Supplied passage
━━━━━━━━━━

As I noted in my president's report at the AGM (published elsewhere), Richard Berkeley-Steele will be singing the role of Tannhauser in Opera Australia's revival of Elke Neidhardt's 1998 production, later this year.
The Opera Australia website now lists "two exciting talents sharing the title role: Australian Glenn Winslade and, making his Australian debut, Richard Berkeley-Steele". The cast list for each performance shows both Glenn Winslade and Richard Berkeley-Steele as Tannhauser, with Glenn Winslade marked "Dates TBA".
Richard Hickox CBE, who conducts the performances and is Opera Australia's musical director, is also musical director of the St Endellion summer festival, which this year is performing Tannhauser, its first Wagner opera, with Richard Berkeley-Steele in the title role, and Susan Bullock. In his Director's Letter, Hickox writes "Tannhauser is the obvious choice among Wagner's operas, as it is the one that was left unfinished. Because Wagner was adding and subtracting material right up to the end, we can make a number of authentic cuts to the Paris version and bring the performance down to the length of a typical St Endellion concert." Let's hope that Mr Hickox's surgical desires don't extend to his Opera Australia performances! Off-stage, Ms Neidhardt's 1998 production was enlivened by a dispute with the conductor, Philippe Auguin, and this year I was hoping that all the drama would be on-stage.
On Sunday 12 August, as part of this year's Proms in London, the four-year Proms Ring cycle reaches its climax with a concert performance of Gotterdammerung, with the BBC Symphony Orchestra, Singers and Chorus under San Fran cisco Opera's Donald Runnicles. It features Christine Brewer as Brunnhilde, Stig Andersen as Siegfried and Sir John Tomlinson as Hagen, in a concert staging by Paul Curran, who is also a member of our Society. Those of you who are going to the third cycle at Bayreuth this year will have the opportunity to meet Paul, who obtained tickets in last year's ballot. Paul has offered to give an informal talk to members of our Society when they are in Bayreuth, on his experience of current opera production in Europe. [Please see below a note on Paul's production at the Mariinsky Opera Company's of Tosca - Editor]
Bruce Martin's Wagner CD
In the March Newsletter, I mentioned that Bruce Martin was recording a selection of Wagner items with the West Australian Symphony Orchestra under Simone Young. Recording was scheduled to start on 10 July, but Elisabeth Turner, the Classical Artist and Repertoire Consultant to Universal Music Australia, has advised by email that "sadly Bruce Martin has had a freak accident and cracked 3 ribs in his back. The recording is therefore postponed. We don't know as yet when it can be made, it depends on Simone Young's availability. It will possibly only happen in July of next year." Elizabeth will be in touch again when they have a definite date. If necessary, you can contact Elizabeth by email at email@example.com.
Normally the 2008 Bayreuth application form would be included in our September Newsletter. This has meant in the past that members who are away in September lodge late applications, so that they're not part of the process but rely on being the beneficiaries of another's misfortune after the initial ballot. This year we're giving all members the chance to apply early to avoid disappointment.
I would encourage members to take advantage of the Newsletter to air your views, review Wagner performances, books or recordings, ask questions, share tips and hints on accommodation or places to visit in Wagnerian cities, or just to take the Editor to task!

━━━━━━━━━━

(Excerpts from a point labeling dataset)
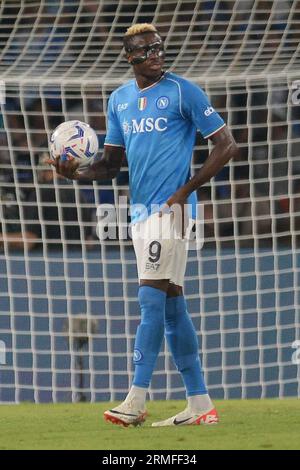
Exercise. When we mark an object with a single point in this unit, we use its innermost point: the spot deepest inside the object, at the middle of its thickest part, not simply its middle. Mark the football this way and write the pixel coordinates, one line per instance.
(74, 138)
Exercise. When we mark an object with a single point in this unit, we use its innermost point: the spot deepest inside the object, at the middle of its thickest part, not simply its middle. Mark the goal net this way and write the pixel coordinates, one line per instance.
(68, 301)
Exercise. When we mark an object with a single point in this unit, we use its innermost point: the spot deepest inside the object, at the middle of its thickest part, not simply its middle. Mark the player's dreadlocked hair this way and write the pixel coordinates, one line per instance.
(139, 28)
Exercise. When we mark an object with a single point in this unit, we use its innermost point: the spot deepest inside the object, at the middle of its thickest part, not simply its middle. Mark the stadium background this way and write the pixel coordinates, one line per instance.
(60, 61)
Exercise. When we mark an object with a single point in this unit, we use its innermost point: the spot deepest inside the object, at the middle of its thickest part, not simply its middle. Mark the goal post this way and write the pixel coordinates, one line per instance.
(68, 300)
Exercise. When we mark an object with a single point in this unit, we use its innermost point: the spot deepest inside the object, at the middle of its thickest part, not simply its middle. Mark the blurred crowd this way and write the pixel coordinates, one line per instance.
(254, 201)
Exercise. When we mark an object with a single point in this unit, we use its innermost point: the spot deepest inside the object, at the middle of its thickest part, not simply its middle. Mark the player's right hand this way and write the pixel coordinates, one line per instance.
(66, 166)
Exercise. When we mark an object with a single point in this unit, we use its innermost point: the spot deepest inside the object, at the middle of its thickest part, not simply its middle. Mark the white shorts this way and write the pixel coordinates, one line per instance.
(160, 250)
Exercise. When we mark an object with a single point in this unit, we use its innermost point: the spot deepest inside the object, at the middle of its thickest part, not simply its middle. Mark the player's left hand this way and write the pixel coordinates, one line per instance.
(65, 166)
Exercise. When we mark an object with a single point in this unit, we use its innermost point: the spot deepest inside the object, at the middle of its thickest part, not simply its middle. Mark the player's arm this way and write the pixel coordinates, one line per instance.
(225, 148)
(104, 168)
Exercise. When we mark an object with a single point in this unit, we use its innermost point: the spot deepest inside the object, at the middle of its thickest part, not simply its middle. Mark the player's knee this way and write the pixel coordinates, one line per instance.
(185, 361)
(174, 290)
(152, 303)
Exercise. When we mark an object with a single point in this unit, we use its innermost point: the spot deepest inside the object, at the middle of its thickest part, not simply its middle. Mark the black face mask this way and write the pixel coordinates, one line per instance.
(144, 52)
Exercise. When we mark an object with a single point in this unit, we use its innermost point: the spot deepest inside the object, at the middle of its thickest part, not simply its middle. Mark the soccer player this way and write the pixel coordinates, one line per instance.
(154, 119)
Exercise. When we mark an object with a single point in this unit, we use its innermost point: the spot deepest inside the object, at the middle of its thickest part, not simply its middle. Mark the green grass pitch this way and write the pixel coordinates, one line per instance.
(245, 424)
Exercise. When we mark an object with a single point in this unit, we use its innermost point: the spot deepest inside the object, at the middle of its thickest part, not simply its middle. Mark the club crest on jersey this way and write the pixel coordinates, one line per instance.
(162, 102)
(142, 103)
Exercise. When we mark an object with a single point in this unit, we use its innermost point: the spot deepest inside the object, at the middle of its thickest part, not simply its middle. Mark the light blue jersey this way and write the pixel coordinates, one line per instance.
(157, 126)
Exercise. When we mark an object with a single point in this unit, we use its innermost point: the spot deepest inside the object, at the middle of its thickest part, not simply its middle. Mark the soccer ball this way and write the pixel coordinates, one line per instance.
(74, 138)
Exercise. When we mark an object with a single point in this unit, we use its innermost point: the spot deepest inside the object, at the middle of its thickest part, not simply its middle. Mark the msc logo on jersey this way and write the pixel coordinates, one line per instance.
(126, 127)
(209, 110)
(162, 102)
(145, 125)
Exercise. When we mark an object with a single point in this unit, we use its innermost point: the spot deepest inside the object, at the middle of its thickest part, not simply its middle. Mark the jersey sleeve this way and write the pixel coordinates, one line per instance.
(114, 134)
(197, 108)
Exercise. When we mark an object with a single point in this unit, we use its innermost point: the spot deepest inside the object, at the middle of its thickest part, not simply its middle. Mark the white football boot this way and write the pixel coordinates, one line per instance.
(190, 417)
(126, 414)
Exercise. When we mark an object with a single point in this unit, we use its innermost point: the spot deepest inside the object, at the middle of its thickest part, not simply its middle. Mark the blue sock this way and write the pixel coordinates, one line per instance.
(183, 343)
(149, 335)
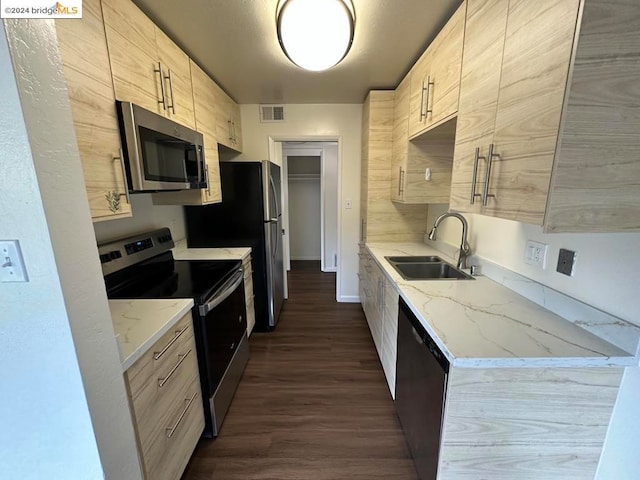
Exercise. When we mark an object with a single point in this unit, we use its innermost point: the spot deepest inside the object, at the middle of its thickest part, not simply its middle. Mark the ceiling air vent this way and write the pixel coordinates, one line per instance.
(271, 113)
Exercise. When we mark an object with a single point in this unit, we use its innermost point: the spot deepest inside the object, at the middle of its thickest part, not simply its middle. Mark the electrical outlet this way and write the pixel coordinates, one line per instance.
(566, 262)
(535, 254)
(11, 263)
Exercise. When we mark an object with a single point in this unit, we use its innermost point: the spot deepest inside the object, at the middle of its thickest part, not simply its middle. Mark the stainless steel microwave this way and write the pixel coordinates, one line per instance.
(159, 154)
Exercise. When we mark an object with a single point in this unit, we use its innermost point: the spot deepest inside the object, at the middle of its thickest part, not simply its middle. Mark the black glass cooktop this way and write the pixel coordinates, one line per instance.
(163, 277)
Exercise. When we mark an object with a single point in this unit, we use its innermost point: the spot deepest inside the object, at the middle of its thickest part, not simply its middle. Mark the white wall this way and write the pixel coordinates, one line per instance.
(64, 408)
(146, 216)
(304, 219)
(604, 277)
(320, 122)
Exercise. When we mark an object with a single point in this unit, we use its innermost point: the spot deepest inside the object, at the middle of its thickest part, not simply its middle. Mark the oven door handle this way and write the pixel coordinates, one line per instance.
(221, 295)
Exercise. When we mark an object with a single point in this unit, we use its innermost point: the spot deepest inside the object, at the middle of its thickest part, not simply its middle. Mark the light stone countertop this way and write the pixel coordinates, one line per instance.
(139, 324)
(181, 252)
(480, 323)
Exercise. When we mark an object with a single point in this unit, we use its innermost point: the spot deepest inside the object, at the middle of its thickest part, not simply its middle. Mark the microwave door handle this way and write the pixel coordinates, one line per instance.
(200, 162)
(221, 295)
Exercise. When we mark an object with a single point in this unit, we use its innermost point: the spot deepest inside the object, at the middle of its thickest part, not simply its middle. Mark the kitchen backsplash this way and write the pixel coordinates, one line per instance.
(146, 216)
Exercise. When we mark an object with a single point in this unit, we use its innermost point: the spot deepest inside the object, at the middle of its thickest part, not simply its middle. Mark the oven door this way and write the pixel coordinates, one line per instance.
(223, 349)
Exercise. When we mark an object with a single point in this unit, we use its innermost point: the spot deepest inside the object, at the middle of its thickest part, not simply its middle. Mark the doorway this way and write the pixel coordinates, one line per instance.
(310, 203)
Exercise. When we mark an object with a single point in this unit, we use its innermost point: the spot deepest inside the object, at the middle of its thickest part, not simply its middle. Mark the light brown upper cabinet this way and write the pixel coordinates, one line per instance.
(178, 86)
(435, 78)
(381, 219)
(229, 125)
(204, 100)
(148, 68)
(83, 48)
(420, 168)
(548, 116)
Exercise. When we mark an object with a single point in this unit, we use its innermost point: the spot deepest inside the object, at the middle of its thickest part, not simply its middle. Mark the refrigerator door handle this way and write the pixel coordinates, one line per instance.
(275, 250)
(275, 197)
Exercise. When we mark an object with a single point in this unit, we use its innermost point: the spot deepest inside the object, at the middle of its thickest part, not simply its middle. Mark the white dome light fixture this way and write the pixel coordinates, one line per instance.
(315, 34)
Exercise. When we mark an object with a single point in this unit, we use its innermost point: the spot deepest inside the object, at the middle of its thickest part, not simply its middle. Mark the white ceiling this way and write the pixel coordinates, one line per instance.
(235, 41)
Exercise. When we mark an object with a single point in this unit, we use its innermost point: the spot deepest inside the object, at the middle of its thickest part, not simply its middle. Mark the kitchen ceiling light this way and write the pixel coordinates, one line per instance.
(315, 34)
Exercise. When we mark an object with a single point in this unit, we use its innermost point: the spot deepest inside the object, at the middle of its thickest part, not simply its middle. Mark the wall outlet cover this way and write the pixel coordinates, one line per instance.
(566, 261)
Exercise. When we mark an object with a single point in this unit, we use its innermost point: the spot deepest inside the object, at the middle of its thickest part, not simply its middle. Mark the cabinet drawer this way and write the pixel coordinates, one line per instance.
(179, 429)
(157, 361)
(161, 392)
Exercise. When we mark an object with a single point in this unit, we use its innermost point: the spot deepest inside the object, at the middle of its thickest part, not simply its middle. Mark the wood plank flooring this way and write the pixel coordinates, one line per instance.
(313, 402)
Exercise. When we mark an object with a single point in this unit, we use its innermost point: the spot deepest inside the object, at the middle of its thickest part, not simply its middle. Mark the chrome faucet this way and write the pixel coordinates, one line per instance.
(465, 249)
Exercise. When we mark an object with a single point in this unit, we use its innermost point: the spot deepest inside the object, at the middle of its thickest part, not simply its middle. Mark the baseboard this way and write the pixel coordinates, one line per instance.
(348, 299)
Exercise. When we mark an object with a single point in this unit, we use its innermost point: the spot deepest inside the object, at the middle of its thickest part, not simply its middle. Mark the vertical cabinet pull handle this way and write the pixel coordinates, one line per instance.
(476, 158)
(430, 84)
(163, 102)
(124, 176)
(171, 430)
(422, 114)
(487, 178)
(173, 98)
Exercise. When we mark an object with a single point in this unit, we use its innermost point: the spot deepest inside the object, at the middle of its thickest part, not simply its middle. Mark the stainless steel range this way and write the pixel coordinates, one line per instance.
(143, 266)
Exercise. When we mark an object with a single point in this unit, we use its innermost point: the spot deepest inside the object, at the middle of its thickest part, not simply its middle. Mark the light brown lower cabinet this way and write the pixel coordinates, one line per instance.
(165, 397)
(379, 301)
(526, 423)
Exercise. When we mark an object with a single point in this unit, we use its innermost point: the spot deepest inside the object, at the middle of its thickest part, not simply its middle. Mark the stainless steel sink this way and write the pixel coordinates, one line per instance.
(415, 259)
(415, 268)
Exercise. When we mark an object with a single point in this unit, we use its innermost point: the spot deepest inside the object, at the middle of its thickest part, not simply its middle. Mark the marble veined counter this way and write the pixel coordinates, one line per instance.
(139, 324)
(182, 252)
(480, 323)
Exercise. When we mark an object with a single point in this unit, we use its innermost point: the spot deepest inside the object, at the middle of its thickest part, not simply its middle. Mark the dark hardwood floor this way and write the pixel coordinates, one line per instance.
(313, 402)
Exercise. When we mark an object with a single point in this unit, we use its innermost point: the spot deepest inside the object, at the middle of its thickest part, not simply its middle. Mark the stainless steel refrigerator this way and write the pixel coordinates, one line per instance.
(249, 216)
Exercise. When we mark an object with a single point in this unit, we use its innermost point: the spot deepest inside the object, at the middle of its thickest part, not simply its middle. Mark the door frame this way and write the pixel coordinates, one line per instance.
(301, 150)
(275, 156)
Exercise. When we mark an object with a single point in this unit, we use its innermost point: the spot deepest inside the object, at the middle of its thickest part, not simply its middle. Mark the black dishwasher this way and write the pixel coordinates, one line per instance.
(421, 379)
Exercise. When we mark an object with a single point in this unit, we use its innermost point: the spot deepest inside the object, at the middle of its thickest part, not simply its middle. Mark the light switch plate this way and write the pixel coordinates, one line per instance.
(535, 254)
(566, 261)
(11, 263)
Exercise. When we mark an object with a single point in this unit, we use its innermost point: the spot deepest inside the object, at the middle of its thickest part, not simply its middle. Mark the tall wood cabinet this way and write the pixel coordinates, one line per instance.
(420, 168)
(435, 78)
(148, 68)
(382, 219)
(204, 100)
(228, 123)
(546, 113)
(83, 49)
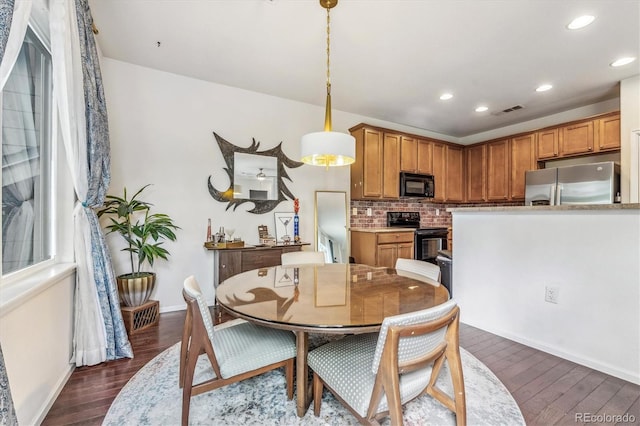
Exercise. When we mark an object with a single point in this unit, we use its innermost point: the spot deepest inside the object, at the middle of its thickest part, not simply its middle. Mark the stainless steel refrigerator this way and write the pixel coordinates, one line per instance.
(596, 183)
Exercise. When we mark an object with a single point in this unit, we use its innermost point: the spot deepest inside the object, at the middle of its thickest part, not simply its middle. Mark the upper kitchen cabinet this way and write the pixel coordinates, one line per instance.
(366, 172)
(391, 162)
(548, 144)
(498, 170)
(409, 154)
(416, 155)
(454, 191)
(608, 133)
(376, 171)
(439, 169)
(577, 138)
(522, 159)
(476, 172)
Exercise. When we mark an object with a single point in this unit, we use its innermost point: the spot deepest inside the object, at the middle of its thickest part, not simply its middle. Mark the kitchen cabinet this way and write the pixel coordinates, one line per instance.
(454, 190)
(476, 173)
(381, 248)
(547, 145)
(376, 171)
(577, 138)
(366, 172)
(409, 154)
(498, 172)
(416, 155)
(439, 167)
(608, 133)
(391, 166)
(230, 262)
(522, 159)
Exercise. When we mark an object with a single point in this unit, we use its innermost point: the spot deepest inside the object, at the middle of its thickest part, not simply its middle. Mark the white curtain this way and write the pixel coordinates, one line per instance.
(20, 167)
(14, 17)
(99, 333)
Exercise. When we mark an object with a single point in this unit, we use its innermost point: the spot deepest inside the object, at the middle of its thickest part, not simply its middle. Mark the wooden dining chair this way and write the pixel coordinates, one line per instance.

━━━━━━━━━━

Problems to work on
**A.** Condense the paragraph of the Wagner newsletter that begins "Normally the 2008 Bayreuth application form" into two sentences that keep its main facts.
**B.** Please pick up the Wagner newsletter from the point where it stops.
The rows aren't needed for anything here.

Results by task
**A.** The 2008 Bayreuth application form usually comes with the September Newsletter, so members away that month have lodged late applications, missing the process and relying on others' misfortune after the initial ballot. This year all members get the chance to apply early to avoid disappointment.

**B.**
Warmest regards Roger Cruickshank
13 June 2007
Welcome to our third Newsletter for 2007. Those lucky members who have journeyed to the European summer festivals are returning home, like the Pilgrims from Rome in Tannhauser, with tales of the lowlights and highlights of the performances they saw, and Sydney is once again rousing itself from the depths of another winter.
On Sunday 21 July I gave a talk on Tannhauser, touching on the role of Wolfram as the glue who binds the two legends which are Wagner's sources for his story. If space permits, some of my notes and great chunks from Mein Leben will appear elsewhere in this issue, and I hope they will give some interesting background for the Tannhauser performances in Sydney later this year.
Sunday, 2 September, Professor Heath Lees will give a talk on Wagner and MallarmÃ Â©. Professor Lees has embarked on a tour of Australian Wagner Societies, giving talks in conjunction with the publication of his new book on this subject, and more details are included elsewhere in this Issue. Sydney is Professor Lees' last stop, and he will escape back to the relative calm of New Zealand just as the APEC curtain descends on our city. Our September meeting is earlier than usual to tie in with Professor Lees' travel plans.
On Sunday 21 October members who attended the 2007 Bayreuth Festival will report back on their experience.
On Sunday 11 November, again earlier than usual, Antony Ernst will give a talk on Tristan, the only opera on which he hasn't spoken to our Society. Antony is currently Artistic Administrator for the Auckland Philharmonia Orchestra, and is coming to Sydney to give a talk the following day to the Northside Opera Study Group, and we are delighted that he has been able to take the time to talk to us.
On Sunday December 9, we will end 2007 with our traditional Christmas Party. Please remember to bring a plate. At this stage we're still hunting for a suitable DVD to show before the party. Last year's was a documentary on Waltraut Meier, which was more serious than some previous offerings, but was very well received, and this year we're open to suggestions of a serious or frivolous nature.
Engelbert Humperdinck met Wagner in Naples, and was invited to go to Bayreuth where during 1880-81 he assisted in the first production of Parsifal , and was repetiteur at every Bayreuth festival until 1894. To Wagner's amusement he won the Meyerbeer Prize in 1881. According to an on-line biography, in 1914 Humperdinck applied for the post of Director of the New South Wales Conservatorium of Music, but with the outbreak of the Great War such an appointment became unthinkable, and the position went instead to one of Hercule Poirot's countrymen.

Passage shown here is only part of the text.